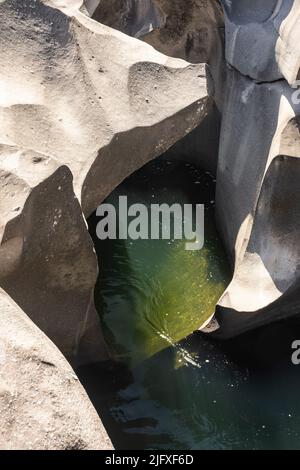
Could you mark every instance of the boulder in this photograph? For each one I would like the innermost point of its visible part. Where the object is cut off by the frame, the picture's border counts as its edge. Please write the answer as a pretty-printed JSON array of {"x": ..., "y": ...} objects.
[
  {"x": 263, "y": 38},
  {"x": 257, "y": 206},
  {"x": 43, "y": 405},
  {"x": 82, "y": 106}
]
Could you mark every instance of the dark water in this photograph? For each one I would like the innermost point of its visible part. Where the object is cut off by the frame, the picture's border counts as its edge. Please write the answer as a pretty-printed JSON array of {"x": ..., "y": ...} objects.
[{"x": 166, "y": 388}]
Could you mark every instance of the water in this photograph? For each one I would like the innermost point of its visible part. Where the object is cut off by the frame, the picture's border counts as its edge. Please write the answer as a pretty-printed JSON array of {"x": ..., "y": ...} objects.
[{"x": 166, "y": 388}]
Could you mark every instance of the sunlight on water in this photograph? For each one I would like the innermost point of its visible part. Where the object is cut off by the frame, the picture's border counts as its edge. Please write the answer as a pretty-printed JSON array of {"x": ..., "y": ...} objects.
[
  {"x": 154, "y": 293},
  {"x": 162, "y": 393}
]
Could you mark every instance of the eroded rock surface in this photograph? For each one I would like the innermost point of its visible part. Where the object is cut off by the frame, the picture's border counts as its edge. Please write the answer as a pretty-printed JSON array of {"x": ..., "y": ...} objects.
[
  {"x": 43, "y": 405},
  {"x": 82, "y": 106},
  {"x": 258, "y": 168},
  {"x": 263, "y": 38}
]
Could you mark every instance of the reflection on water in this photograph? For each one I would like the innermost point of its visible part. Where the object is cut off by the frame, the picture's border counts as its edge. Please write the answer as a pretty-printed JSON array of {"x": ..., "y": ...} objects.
[
  {"x": 153, "y": 293},
  {"x": 161, "y": 391}
]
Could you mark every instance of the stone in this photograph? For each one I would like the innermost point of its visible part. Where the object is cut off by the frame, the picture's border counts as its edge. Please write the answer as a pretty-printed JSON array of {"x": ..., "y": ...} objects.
[
  {"x": 257, "y": 206},
  {"x": 263, "y": 38},
  {"x": 43, "y": 405},
  {"x": 192, "y": 30},
  {"x": 82, "y": 106}
]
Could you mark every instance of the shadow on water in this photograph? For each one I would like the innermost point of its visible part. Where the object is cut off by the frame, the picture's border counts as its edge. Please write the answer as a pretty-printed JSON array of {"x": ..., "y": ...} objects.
[{"x": 191, "y": 393}]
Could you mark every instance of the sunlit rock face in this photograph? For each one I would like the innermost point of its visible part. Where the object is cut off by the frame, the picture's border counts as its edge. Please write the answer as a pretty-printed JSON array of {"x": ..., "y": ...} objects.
[
  {"x": 263, "y": 38},
  {"x": 43, "y": 405},
  {"x": 258, "y": 167},
  {"x": 192, "y": 30},
  {"x": 81, "y": 107}
]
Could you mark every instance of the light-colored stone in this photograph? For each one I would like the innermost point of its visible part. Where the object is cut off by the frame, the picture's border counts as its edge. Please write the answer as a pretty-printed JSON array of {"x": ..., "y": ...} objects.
[
  {"x": 43, "y": 405},
  {"x": 82, "y": 106}
]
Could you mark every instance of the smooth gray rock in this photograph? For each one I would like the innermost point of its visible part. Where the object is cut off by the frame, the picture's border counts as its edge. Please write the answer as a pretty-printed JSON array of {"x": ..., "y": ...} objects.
[
  {"x": 82, "y": 106},
  {"x": 263, "y": 38},
  {"x": 258, "y": 209}
]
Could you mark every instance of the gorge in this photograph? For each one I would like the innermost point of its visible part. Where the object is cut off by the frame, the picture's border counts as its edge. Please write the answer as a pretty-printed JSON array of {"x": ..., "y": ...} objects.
[{"x": 92, "y": 92}]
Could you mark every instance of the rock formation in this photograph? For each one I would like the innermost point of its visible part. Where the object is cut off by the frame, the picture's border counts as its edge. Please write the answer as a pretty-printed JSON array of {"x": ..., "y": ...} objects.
[
  {"x": 192, "y": 30},
  {"x": 43, "y": 406},
  {"x": 82, "y": 106},
  {"x": 259, "y": 139},
  {"x": 257, "y": 201}
]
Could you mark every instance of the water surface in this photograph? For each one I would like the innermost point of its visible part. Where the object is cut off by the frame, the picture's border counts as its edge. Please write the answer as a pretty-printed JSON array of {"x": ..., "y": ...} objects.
[{"x": 163, "y": 390}]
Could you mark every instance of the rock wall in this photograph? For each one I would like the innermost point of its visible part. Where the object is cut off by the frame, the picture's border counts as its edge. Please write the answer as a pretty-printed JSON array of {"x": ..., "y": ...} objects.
[
  {"x": 81, "y": 108},
  {"x": 43, "y": 406},
  {"x": 258, "y": 169}
]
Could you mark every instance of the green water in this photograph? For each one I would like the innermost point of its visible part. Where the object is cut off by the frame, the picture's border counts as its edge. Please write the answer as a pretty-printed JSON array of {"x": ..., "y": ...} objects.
[
  {"x": 153, "y": 293},
  {"x": 164, "y": 387}
]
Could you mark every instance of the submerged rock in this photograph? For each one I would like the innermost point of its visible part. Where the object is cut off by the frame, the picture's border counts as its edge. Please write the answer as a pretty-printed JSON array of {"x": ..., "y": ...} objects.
[{"x": 81, "y": 107}]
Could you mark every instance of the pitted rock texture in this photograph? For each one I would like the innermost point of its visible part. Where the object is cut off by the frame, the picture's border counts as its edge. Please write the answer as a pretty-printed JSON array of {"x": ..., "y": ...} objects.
[
  {"x": 82, "y": 106},
  {"x": 43, "y": 405},
  {"x": 192, "y": 30}
]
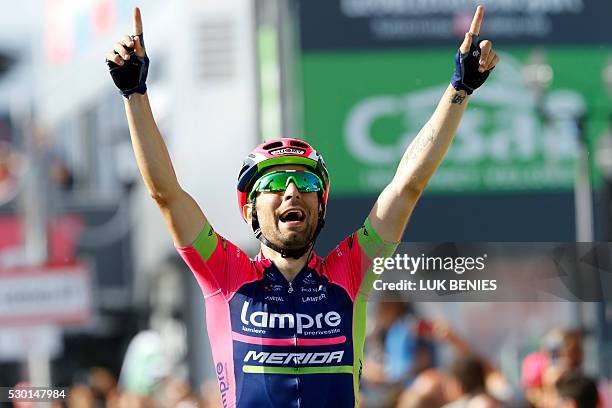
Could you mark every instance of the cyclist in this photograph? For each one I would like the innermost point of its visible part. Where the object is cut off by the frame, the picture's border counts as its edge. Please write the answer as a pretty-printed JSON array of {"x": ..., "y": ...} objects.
[{"x": 287, "y": 328}]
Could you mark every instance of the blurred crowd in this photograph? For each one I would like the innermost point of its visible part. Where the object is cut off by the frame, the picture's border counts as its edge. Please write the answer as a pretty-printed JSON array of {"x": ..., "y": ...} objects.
[{"x": 403, "y": 368}]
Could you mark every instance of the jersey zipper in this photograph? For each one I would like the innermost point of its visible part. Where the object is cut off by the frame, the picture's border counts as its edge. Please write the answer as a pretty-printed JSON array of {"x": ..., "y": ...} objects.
[{"x": 297, "y": 379}]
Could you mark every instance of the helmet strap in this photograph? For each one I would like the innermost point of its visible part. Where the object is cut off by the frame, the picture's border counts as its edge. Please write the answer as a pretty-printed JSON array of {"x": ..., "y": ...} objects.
[{"x": 285, "y": 252}]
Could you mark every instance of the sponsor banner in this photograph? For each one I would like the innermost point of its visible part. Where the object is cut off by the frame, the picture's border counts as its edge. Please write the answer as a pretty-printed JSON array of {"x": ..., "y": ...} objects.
[
  {"x": 48, "y": 294},
  {"x": 496, "y": 272},
  {"x": 366, "y": 24},
  {"x": 361, "y": 110}
]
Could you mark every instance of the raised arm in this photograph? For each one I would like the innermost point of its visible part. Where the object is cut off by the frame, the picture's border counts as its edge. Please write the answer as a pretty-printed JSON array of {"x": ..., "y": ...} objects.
[
  {"x": 394, "y": 206},
  {"x": 182, "y": 214}
]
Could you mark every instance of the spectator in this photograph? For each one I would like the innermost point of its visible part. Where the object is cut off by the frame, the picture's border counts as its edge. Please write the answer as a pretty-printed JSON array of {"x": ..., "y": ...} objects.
[
  {"x": 470, "y": 373},
  {"x": 577, "y": 391}
]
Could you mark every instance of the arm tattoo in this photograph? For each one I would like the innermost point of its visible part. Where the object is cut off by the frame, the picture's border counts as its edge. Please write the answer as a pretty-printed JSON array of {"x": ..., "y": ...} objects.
[
  {"x": 457, "y": 99},
  {"x": 422, "y": 141}
]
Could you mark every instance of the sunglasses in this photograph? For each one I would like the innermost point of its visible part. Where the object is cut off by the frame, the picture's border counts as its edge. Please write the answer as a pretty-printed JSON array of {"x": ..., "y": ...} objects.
[{"x": 278, "y": 181}]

**********

| TO DO |
Set down only these lines, exactly: the line containing "Could you mark every instance of the spectator" and each line after it, through the end of the listing.

| EXPECTED ANSWER |
Could you mark every instance of the spectator in this photograph? For each one I would like the innermost point of its visible part. Where the object is cut off by the frame, the picture's border counts as its edge. Please write the answer as a pretty-printed JSON array of {"x": ..., "y": ...} objects.
[
  {"x": 470, "y": 373},
  {"x": 577, "y": 391}
]
Could you mark every instance of the arm tattoo in this photograph? For each one I would like the innermost point of its visible part. Where the object is cut off by the frame, the picture's border counts as its edge. Please write the answer as a pretty-printed JSON array of {"x": ..., "y": ...} objects.
[
  {"x": 457, "y": 99},
  {"x": 422, "y": 141}
]
Could you mark every instance of the sunglasses in this photograph? For each one I would like the innermost point of its visible part. Where the object is cut off by the frame, the picture's border counts as its edge. Please write the answer as a pretty-printed JSON array of {"x": ..., "y": ...} objects.
[{"x": 278, "y": 181}]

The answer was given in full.